### EXERCISE BRIEF
Output the part of the thread about the MF 245 tractor that won't move, starting at "Sounds like the center" and ending at "returning to position.", copied word for word.

### SUPPLIED TEXT
start

# Mf 245 not moving



## Jakerobertson (9 mo ago)

I have a mf 245 ran fine parked over winter under a shelter,the pto and lift work fine it will switch gear when the clutch isn’t in and will roll while in gear when I start it it doesn’t move in any gear


----------



## LouNY (Dec 15, 2016)

When you stored it was the clutch pedal locked down to keep the clutch disc off the flywheel?
When you say it will switch gear when the clutch isn't in,
are you saying that with the engine running you can change gears with the clutch released?
Have you verified that all your clutch linkage is moving and returning when the clutch pedal is pushed and released.

It sounds like the pressure plate is not pressing the disc to the flywheel.


----------



## BigT (Sep 15, 2014)

Or maybe the hub is sheared out of the clutch disc


----------



## Jakerobertson (9 mo ago)

LouNY said:


> When you stored it was the clutch pedal locked down to keep the clutch disc off the flywheel?
> When you say it will switch gear when the clutch isn't in,
> are you saying that with the engine running you can change gears with the clutch released?
> Have you verified that all your clutch linkage is moving and returning when the clutch pedal is pushed and released.
> ...


the tractor will switch gears while running but wont move when it was stored the clutch was not pushed in


----------



## LouNY (Dec 15, 2016)

Sounds like the center of the clutch disc may be gone splines stripped or as Big T said the center broken out.
Or when you depressed the clutch pedal this spring it released from the disc but for some reason the pressure plate is not returning to position.
Do you have any place to get a visual check on things or split it and see.


----------

end

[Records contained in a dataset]
start

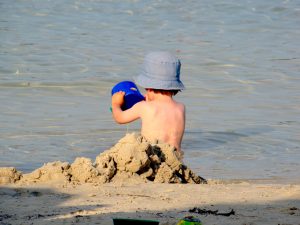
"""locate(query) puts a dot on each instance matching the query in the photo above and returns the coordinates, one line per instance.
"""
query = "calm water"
(240, 64)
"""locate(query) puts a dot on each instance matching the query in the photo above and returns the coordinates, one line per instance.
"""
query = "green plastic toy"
(189, 220)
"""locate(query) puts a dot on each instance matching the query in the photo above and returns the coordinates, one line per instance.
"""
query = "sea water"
(240, 65)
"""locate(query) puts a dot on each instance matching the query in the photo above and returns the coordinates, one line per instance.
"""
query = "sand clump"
(132, 158)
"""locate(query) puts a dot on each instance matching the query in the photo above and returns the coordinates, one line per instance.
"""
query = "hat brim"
(147, 82)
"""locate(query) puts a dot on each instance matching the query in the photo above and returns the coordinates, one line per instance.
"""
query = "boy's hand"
(118, 99)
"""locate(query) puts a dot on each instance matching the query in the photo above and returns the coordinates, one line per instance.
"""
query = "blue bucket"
(132, 93)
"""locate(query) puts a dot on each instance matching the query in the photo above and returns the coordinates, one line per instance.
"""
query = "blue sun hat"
(161, 70)
(132, 93)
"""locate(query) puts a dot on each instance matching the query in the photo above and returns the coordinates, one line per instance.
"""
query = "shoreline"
(98, 203)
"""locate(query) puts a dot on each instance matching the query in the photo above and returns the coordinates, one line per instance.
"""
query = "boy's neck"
(160, 96)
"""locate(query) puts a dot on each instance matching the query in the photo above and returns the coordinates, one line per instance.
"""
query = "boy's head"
(160, 71)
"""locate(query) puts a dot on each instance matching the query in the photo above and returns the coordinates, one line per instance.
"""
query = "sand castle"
(132, 159)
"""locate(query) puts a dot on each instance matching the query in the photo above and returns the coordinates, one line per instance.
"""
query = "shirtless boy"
(162, 117)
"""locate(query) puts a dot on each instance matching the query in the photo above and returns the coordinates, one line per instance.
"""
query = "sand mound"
(132, 158)
(9, 175)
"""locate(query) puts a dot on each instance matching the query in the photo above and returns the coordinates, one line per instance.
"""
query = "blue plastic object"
(132, 93)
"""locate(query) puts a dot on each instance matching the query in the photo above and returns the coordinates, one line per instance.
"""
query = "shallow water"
(240, 65)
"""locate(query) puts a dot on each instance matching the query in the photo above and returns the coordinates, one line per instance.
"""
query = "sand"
(146, 181)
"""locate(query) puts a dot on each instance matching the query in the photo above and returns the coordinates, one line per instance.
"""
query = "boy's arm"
(121, 116)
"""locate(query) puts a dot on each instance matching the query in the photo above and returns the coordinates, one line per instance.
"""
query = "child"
(162, 117)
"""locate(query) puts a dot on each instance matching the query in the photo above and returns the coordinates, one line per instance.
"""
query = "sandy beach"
(135, 179)
(167, 203)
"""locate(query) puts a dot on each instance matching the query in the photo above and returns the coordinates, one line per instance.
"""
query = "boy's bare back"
(162, 118)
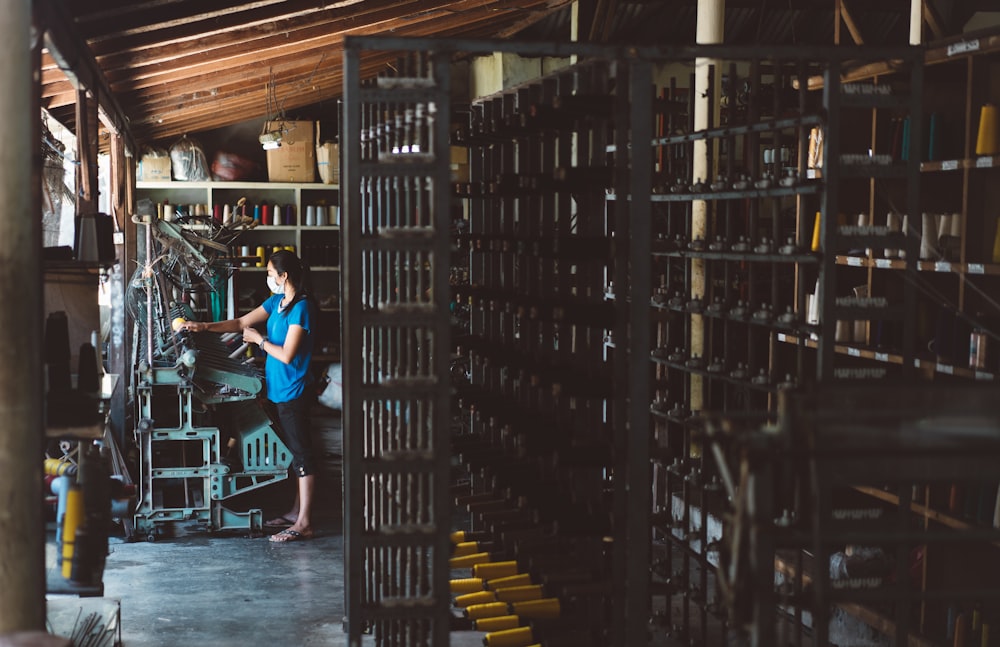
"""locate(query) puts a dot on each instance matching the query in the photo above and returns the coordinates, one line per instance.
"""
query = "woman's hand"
(179, 324)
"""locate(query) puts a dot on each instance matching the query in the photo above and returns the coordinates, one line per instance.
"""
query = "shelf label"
(963, 47)
(859, 373)
(862, 302)
(866, 89)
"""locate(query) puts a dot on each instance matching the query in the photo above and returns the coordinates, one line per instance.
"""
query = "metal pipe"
(22, 551)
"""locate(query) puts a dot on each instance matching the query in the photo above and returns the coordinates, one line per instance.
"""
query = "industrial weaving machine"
(203, 436)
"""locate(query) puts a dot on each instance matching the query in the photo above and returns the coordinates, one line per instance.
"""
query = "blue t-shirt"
(286, 382)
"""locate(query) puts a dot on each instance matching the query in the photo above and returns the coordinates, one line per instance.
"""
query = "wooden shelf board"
(891, 358)
(237, 185)
(872, 618)
(945, 267)
(918, 508)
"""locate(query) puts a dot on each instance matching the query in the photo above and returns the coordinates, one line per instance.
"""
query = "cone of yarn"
(988, 138)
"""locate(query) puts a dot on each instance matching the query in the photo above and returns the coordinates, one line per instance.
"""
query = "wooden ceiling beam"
(217, 112)
(70, 52)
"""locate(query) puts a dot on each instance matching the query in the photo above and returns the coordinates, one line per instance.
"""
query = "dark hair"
(284, 262)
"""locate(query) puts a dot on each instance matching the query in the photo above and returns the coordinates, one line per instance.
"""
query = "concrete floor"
(234, 591)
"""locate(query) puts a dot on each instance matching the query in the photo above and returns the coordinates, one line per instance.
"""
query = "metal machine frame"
(203, 436)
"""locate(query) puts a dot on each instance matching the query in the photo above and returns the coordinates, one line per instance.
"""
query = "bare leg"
(303, 505)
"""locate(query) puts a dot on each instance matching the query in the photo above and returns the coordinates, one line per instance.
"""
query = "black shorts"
(294, 418)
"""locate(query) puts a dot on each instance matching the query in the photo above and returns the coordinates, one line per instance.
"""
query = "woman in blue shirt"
(288, 346)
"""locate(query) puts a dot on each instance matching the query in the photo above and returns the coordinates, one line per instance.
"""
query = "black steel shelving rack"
(590, 397)
(396, 360)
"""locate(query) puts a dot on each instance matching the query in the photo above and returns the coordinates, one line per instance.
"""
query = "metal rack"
(396, 350)
(588, 366)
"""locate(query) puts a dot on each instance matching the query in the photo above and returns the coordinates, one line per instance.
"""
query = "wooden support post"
(22, 531)
(86, 150)
(916, 22)
(711, 23)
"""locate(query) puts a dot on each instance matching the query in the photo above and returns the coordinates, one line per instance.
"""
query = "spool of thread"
(86, 375)
(904, 154)
(928, 236)
(497, 623)
(988, 137)
(933, 139)
(466, 585)
(515, 637)
(892, 223)
(943, 225)
(904, 226)
(995, 257)
(71, 522)
(842, 331)
(977, 349)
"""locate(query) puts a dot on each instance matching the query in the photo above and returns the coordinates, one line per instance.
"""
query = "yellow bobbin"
(520, 593)
(541, 609)
(488, 610)
(492, 570)
(465, 548)
(521, 579)
(497, 623)
(988, 138)
(479, 597)
(815, 245)
(469, 561)
(72, 518)
(517, 637)
(466, 585)
(57, 467)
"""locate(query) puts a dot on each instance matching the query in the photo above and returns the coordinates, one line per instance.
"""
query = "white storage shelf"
(318, 245)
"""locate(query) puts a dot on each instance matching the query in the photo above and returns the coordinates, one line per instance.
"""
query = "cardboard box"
(153, 169)
(328, 162)
(459, 164)
(327, 158)
(295, 159)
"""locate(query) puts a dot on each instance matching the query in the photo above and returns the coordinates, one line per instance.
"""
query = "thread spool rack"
(598, 285)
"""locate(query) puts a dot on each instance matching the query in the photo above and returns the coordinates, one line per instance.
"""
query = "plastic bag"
(230, 167)
(187, 161)
(332, 395)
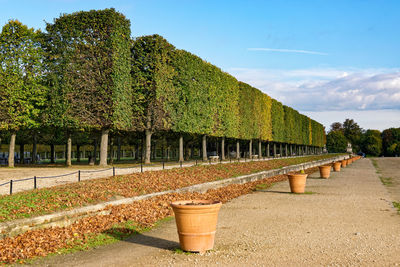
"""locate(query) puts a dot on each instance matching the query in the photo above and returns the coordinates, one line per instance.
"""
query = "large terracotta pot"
(344, 163)
(297, 182)
(336, 166)
(325, 171)
(196, 221)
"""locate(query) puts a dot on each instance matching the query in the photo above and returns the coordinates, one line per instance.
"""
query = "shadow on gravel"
(149, 241)
(276, 192)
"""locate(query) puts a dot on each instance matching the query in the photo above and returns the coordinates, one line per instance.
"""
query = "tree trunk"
(11, 150)
(52, 153)
(21, 153)
(250, 149)
(111, 150)
(69, 150)
(223, 148)
(237, 150)
(181, 148)
(104, 147)
(118, 148)
(92, 160)
(148, 134)
(204, 141)
(34, 148)
(78, 153)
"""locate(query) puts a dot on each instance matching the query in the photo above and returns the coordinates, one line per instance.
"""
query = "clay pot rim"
(297, 174)
(325, 166)
(181, 204)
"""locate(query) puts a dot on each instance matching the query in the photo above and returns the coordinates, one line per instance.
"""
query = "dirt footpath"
(347, 220)
(389, 169)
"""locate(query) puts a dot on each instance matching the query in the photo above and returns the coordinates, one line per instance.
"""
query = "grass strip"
(49, 200)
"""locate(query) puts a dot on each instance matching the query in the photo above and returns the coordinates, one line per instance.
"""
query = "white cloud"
(327, 89)
(370, 96)
(367, 119)
(288, 51)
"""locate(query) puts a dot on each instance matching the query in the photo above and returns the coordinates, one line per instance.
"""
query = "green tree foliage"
(153, 90)
(336, 142)
(391, 141)
(89, 54)
(22, 94)
(371, 143)
(207, 98)
(336, 126)
(278, 121)
(353, 132)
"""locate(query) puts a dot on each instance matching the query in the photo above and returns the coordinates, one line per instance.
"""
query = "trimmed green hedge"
(193, 96)
(99, 78)
(89, 56)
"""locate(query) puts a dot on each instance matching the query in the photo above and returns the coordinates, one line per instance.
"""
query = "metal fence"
(142, 169)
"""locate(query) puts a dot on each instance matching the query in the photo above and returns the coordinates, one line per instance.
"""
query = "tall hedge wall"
(89, 56)
(207, 98)
(100, 78)
(199, 98)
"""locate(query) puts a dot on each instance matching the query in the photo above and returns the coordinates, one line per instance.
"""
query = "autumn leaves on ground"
(123, 220)
(48, 200)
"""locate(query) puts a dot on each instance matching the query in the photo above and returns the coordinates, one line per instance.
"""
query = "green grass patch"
(49, 200)
(118, 232)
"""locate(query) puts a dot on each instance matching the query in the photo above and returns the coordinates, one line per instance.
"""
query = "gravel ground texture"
(389, 171)
(346, 220)
(87, 173)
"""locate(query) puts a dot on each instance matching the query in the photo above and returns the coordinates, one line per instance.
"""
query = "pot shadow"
(276, 192)
(131, 236)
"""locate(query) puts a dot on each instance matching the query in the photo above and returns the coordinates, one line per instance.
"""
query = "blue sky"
(330, 60)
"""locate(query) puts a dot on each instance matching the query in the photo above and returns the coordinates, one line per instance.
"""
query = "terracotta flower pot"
(344, 163)
(196, 221)
(297, 182)
(336, 166)
(325, 171)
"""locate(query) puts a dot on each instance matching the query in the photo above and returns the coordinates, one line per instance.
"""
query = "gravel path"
(87, 172)
(389, 170)
(347, 220)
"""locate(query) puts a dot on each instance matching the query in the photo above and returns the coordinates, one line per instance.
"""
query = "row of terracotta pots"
(297, 181)
(196, 220)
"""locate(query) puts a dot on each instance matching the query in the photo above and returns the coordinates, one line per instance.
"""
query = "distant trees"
(89, 54)
(391, 142)
(86, 76)
(371, 142)
(336, 142)
(22, 93)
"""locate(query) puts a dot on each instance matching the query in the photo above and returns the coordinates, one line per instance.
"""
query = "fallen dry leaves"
(68, 196)
(145, 213)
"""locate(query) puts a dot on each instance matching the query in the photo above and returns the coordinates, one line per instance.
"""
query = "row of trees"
(371, 142)
(86, 75)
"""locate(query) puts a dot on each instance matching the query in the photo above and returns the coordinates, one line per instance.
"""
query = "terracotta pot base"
(196, 224)
(325, 171)
(297, 182)
(336, 166)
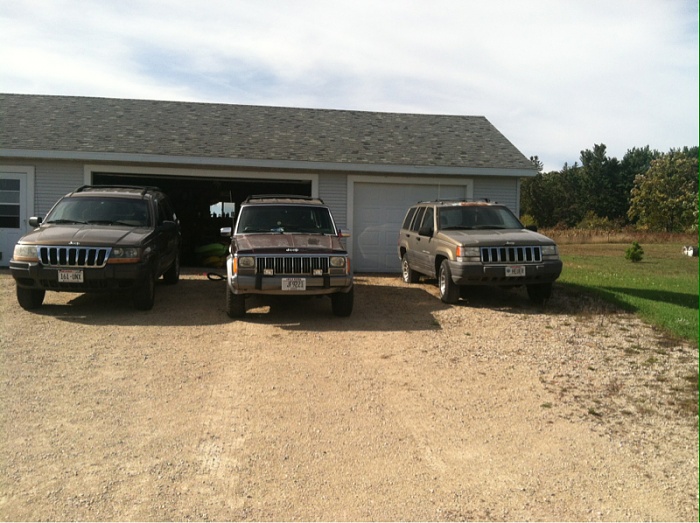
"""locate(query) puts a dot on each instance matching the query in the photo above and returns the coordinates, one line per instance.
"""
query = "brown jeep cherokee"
(100, 239)
(287, 245)
(465, 243)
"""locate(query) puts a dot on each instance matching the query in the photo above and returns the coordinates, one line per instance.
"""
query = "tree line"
(648, 189)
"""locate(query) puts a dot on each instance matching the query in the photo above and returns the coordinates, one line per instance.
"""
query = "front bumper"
(481, 274)
(115, 277)
(272, 285)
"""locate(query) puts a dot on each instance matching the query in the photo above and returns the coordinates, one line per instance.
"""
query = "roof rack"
(282, 197)
(141, 188)
(448, 200)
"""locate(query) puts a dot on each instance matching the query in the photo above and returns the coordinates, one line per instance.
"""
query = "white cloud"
(555, 77)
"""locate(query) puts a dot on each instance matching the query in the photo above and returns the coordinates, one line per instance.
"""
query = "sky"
(554, 76)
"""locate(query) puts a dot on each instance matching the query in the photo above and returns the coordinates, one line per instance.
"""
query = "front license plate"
(293, 284)
(515, 271)
(70, 276)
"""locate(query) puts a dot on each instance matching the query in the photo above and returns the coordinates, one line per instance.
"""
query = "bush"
(635, 253)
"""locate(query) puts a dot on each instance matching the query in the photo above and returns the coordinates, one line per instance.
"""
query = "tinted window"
(409, 217)
(101, 211)
(428, 222)
(418, 218)
(285, 218)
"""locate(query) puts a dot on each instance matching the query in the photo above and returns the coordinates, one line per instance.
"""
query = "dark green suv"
(465, 243)
(100, 239)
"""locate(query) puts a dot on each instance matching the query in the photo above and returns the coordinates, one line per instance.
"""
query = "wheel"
(341, 302)
(30, 299)
(172, 275)
(145, 294)
(449, 291)
(408, 274)
(235, 304)
(539, 293)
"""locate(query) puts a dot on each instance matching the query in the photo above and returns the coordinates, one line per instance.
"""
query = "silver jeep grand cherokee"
(466, 243)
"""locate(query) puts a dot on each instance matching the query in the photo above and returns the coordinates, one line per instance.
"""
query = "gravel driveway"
(408, 410)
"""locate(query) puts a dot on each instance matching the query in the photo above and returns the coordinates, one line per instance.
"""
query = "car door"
(423, 251)
(411, 234)
(167, 235)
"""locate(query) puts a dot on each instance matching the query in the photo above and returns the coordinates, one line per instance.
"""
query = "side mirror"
(168, 225)
(425, 231)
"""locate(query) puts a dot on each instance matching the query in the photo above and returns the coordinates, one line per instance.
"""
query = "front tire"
(449, 291)
(407, 274)
(235, 304)
(342, 302)
(172, 275)
(30, 299)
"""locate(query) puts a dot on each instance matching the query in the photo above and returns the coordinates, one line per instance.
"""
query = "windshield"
(100, 211)
(477, 217)
(285, 218)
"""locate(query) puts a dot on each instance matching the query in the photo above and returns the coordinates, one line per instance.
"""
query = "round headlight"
(246, 262)
(337, 261)
(25, 252)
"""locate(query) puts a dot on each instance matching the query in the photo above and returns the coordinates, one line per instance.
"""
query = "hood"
(282, 243)
(497, 237)
(85, 235)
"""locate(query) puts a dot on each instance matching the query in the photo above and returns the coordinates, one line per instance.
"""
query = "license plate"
(70, 276)
(515, 271)
(293, 284)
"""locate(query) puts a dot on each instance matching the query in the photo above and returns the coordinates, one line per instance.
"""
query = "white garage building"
(367, 166)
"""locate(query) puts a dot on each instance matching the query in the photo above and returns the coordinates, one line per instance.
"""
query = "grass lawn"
(662, 289)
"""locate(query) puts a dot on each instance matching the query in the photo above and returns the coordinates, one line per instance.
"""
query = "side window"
(167, 210)
(409, 216)
(428, 219)
(418, 218)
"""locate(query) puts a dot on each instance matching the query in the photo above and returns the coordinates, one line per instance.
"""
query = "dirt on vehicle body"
(492, 409)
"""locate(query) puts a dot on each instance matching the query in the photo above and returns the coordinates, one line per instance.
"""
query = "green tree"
(603, 188)
(553, 198)
(665, 197)
(636, 161)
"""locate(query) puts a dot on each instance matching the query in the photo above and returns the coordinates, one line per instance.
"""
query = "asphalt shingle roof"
(104, 125)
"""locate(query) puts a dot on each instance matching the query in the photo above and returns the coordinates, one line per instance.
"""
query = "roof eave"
(249, 163)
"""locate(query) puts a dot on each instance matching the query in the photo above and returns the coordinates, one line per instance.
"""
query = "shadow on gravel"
(189, 302)
(382, 303)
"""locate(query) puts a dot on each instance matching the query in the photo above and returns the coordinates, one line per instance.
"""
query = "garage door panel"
(378, 213)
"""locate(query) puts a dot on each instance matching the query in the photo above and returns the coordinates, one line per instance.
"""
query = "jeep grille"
(74, 256)
(511, 254)
(292, 264)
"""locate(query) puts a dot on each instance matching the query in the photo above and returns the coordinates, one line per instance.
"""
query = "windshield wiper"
(66, 221)
(107, 222)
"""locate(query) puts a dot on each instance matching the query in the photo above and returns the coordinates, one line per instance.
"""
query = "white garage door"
(379, 209)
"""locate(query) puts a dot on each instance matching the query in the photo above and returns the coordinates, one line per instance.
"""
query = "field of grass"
(662, 289)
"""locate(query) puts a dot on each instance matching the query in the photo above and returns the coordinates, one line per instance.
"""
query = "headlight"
(246, 262)
(337, 261)
(125, 255)
(25, 253)
(468, 252)
(549, 250)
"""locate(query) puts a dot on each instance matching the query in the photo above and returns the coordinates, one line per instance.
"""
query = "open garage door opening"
(204, 205)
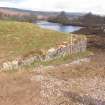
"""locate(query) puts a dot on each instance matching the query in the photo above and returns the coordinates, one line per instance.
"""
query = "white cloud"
(95, 6)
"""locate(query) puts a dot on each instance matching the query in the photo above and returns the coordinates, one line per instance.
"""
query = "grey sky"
(95, 6)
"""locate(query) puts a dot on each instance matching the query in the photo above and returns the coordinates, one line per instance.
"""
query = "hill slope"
(18, 38)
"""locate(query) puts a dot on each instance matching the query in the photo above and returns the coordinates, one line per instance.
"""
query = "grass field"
(17, 38)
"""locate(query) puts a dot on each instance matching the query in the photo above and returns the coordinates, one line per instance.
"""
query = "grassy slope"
(19, 38)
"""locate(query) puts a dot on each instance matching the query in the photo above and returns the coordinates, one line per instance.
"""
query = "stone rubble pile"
(61, 50)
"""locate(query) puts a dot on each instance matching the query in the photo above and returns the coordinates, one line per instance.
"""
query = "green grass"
(17, 38)
(64, 60)
(20, 38)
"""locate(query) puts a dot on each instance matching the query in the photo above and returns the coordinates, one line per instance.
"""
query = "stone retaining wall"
(60, 51)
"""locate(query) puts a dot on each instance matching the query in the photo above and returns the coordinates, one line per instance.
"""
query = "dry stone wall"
(52, 53)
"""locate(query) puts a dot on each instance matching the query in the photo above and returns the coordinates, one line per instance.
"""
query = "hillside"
(18, 38)
(16, 11)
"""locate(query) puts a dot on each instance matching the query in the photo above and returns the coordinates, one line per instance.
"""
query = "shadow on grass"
(84, 100)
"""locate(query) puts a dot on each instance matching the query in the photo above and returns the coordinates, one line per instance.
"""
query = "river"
(57, 27)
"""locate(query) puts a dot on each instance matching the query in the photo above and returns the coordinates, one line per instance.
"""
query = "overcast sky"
(94, 6)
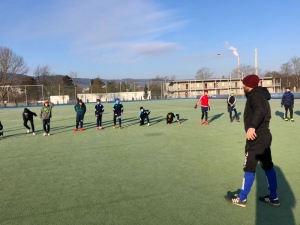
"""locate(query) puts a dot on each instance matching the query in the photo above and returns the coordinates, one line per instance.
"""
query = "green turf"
(161, 174)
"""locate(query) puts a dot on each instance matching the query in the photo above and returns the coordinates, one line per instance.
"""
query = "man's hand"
(251, 135)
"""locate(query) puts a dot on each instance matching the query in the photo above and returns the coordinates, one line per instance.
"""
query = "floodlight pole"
(220, 62)
(26, 96)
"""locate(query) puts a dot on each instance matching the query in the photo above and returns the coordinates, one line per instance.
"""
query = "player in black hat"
(28, 116)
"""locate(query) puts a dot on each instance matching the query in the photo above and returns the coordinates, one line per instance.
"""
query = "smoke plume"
(233, 49)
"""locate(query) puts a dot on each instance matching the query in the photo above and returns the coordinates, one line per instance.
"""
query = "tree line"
(16, 86)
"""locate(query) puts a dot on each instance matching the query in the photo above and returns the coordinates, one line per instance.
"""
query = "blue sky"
(116, 39)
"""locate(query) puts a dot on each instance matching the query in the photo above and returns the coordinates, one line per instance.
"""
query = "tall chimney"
(239, 67)
(255, 62)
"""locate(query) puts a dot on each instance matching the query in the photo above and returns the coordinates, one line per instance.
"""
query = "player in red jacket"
(205, 107)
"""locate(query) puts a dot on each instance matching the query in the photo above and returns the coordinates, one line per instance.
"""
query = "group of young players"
(80, 109)
(118, 109)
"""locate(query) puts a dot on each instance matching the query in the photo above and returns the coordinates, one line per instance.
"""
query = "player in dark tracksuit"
(288, 102)
(144, 114)
(231, 100)
(99, 110)
(45, 116)
(28, 116)
(257, 115)
(80, 110)
(170, 116)
(118, 109)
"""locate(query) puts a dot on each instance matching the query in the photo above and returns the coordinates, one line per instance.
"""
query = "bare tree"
(203, 73)
(286, 69)
(295, 61)
(10, 65)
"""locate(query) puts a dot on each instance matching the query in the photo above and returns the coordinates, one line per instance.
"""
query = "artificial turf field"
(176, 174)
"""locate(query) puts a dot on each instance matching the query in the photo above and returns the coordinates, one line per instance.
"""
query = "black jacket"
(29, 115)
(231, 100)
(287, 99)
(257, 113)
(99, 109)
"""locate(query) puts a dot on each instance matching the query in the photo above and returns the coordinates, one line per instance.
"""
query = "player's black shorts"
(258, 150)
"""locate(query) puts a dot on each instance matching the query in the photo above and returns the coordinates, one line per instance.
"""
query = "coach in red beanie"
(251, 81)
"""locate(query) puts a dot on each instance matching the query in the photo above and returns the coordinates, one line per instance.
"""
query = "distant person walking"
(231, 101)
(80, 110)
(205, 107)
(45, 116)
(99, 110)
(288, 102)
(28, 116)
(257, 115)
(118, 110)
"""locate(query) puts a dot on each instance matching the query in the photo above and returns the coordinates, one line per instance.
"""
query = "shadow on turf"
(266, 213)
(269, 214)
(215, 117)
(280, 114)
(297, 112)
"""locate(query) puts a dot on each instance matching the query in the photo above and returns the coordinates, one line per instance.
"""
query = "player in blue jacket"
(118, 109)
(144, 114)
(99, 110)
(288, 102)
(80, 110)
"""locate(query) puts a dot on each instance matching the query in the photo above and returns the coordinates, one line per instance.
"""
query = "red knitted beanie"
(251, 81)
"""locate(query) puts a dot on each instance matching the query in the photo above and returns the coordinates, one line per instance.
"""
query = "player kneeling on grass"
(205, 107)
(118, 112)
(231, 100)
(28, 116)
(1, 128)
(99, 110)
(80, 110)
(144, 114)
(170, 116)
(45, 116)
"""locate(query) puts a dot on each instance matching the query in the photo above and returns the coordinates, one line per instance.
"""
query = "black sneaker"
(236, 200)
(269, 200)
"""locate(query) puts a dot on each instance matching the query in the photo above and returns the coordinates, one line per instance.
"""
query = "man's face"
(246, 89)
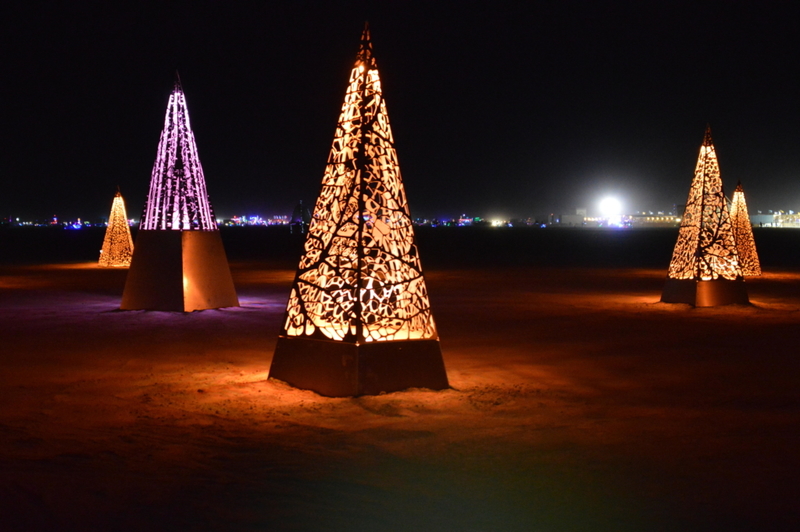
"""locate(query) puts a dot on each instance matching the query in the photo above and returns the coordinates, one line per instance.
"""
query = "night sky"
(498, 109)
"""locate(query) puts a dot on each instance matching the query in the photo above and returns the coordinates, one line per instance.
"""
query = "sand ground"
(578, 402)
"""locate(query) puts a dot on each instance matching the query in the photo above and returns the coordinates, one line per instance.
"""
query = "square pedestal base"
(340, 369)
(705, 293)
(179, 271)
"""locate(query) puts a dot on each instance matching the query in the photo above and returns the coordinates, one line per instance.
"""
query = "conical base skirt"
(705, 293)
(342, 369)
(178, 271)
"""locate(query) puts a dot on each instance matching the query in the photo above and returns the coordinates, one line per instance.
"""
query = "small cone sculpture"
(743, 235)
(117, 244)
(179, 263)
(358, 320)
(705, 270)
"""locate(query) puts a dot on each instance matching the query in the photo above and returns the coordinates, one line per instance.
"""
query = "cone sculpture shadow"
(358, 320)
(179, 262)
(705, 270)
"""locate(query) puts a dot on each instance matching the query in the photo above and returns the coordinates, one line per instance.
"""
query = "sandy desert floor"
(578, 402)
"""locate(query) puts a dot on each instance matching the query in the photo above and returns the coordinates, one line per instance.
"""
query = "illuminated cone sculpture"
(358, 320)
(179, 263)
(705, 270)
(743, 235)
(117, 244)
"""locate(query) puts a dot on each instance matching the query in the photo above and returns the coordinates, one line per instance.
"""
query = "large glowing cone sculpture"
(117, 244)
(179, 262)
(743, 235)
(358, 320)
(705, 270)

end

### ANSWER FOR THIS EXERCISE
Sounds like the center of the clutch disc may be gone splines stripped or as Big T said the center broken out.
Or when you depressed the clutch pedal this spring it released from the disc but for some reason the pressure plate is not returning to position.